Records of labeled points
_ _ _ _ _

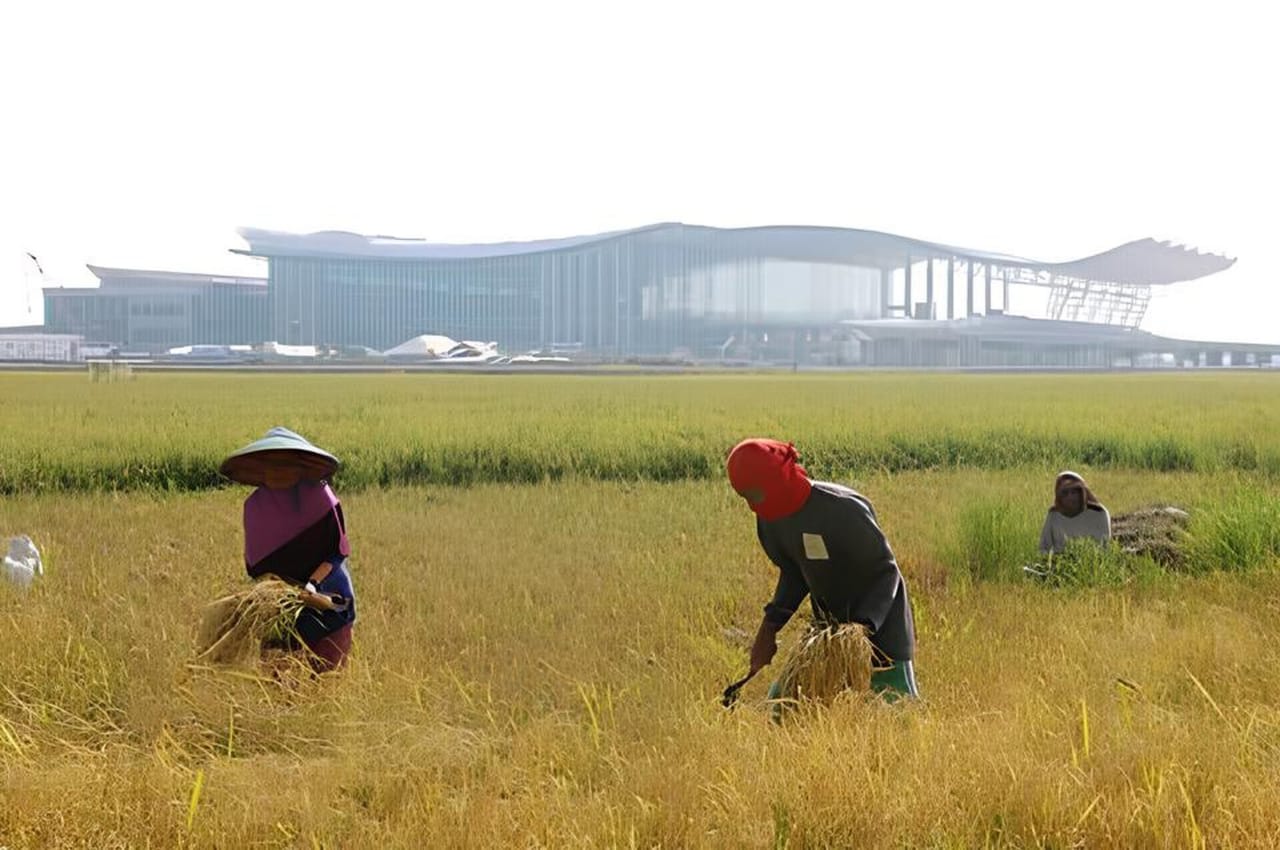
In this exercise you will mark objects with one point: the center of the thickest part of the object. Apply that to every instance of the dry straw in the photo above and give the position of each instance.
(827, 661)
(237, 629)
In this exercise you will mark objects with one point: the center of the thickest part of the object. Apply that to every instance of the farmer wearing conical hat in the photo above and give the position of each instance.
(295, 529)
(827, 545)
(1075, 513)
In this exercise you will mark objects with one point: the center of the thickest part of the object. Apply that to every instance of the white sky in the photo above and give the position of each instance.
(141, 135)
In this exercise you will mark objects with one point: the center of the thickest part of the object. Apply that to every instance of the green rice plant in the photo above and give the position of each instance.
(995, 538)
(1238, 534)
(1087, 563)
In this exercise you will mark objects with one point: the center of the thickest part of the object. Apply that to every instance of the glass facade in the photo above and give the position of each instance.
(647, 292)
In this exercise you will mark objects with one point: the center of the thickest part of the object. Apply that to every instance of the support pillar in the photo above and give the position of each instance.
(951, 288)
(969, 292)
(928, 289)
(906, 293)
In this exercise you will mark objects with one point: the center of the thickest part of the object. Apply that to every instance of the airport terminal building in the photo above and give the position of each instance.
(777, 293)
(767, 295)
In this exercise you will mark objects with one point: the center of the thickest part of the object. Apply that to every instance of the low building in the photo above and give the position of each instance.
(151, 311)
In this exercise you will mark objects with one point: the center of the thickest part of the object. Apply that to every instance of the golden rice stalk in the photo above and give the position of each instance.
(236, 629)
(827, 661)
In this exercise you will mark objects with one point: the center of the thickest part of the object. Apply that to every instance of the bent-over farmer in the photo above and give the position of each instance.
(295, 529)
(827, 545)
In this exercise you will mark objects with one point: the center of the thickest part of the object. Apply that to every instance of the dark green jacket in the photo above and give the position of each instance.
(832, 549)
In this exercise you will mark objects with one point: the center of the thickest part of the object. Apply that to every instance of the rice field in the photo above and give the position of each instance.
(540, 653)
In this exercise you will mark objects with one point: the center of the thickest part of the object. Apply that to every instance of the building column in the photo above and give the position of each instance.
(969, 292)
(928, 288)
(951, 287)
(906, 293)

_ _ _ _ _

Directive
Rewrite all of the records above, swapping "photo" for "image" and changing nothing else. Leave the pictures out of your answer.

Solution to the problem
In this exercise you will mark objects with one point: the center of the thickest part of the object. Apply that to every instance of the dry straw in the image above and give the position of each instance.
(827, 661)
(237, 629)
In this exercise you will mark objects with one point: the center of the thickest part of the object. Apply that to every instance of the farmer wearing conical hat in the image above and give the position of each instance.
(295, 529)
(827, 545)
(1075, 513)
In this exercise you will mark objects with one point: the center of the thickest part of the object. Apply that to every instance of the white sky in the image above and give the position of each instance.
(141, 135)
In this exercise you will mark objects with one point: the center of the thickest part of the object. Apply that to every instance of the green rice plant in the image above and give the position of each instance.
(995, 538)
(1238, 534)
(1087, 563)
In this exercise you will mark objects with one point: the center of the thickest part of the object. Apply that to every instance of the glass facade in the image above and give the position of each instance.
(647, 292)
In this exercise you will mark objects with one point: the center of the thickest part of the object. Apply that to every instance of the support pillar in the image above and give the position of each instance.
(951, 288)
(969, 292)
(928, 289)
(906, 293)
In this exercise you will mark objects with one point: the center of the thickest part of the object. Apply that to every instance of the airport terminal building in the image above and give the position of each instance.
(777, 293)
(767, 295)
In this exercise you will mark objects with one point: the center of the thickest part of the object. Apply that to every instance of the low building in the image above and give the position of each instance.
(151, 311)
In this exercise you will mark objects with one point: the center of the thickest part of the object. Apply that to every instance of the golden rice stalk in the image above and give the position of each instance.
(236, 629)
(827, 661)
In this exercise you will mark objects with one point: the center of the thickest part of the object. Apply that to every instance of the bent-over farmer in the image above and give the position of each instance.
(295, 529)
(827, 545)
In this exercise you will mark objects with one point: the center of the thickest part of the object. Apply that to every instance of the dark green jacket in the image above and give the position of each instance.
(832, 549)
In this exercise you will mark objects with one point: the center of the thickest part of the object. Apply that to every instance of the rice field in the image above and give the position of each instance.
(540, 653)
In this exercise you will mark objects with one point: the center of the thickest part of the object. Apply that to every instance of the building column in the image above and give the position of each instance.
(969, 292)
(928, 288)
(951, 287)
(906, 293)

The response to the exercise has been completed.